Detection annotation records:
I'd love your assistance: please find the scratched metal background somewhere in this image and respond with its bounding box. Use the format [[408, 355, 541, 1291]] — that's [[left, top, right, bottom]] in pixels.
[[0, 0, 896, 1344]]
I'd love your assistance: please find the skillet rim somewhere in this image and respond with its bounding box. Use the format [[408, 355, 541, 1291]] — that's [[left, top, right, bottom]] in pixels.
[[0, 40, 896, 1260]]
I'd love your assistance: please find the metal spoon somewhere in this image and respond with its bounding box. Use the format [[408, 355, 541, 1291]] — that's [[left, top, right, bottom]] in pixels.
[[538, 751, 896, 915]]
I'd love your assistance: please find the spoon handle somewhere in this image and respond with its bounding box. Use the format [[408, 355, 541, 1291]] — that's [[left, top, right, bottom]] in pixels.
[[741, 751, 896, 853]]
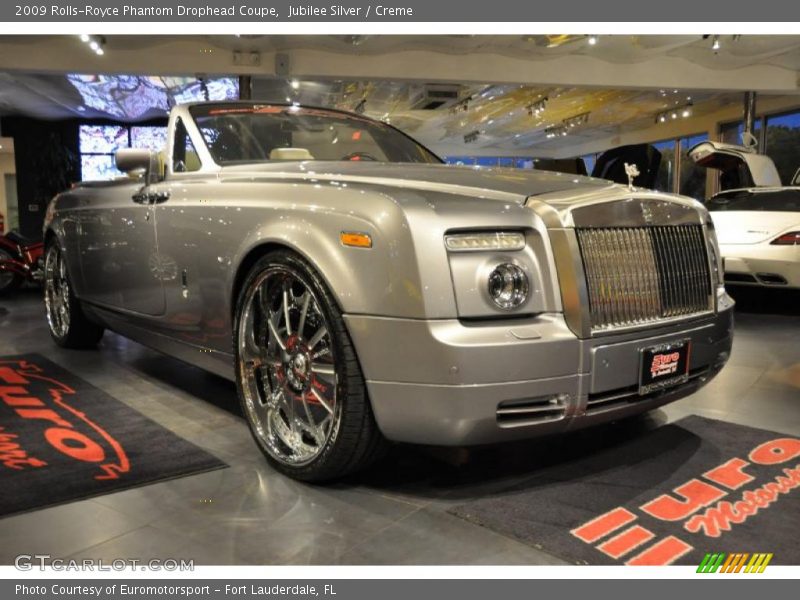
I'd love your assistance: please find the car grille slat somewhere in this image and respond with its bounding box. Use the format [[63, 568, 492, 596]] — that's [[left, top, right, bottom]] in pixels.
[[576, 225, 713, 331]]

EXERCISE DETAILS:
Copy out the material word for word, starting at the line that contains "I'd love your assistance: please find the spoon" and ending at the end of the material. Leave the pictures out.

EXERCISE RESPONSE:
I'd love your assistance: please find the spoon handle somewhere in this image and respond with its bounding box. Use the format [[408, 355, 541, 1291]] — that's [[left, top, right, bottom]] in pixels.
[[741, 751, 896, 853]]
I'd love your assistance: please find the car grille slat somewhere in this image and respond with its bounding box. Use the format [[63, 568, 492, 596]] — that's [[left, top, right, bottom]] in pixels.
[[576, 225, 713, 331]]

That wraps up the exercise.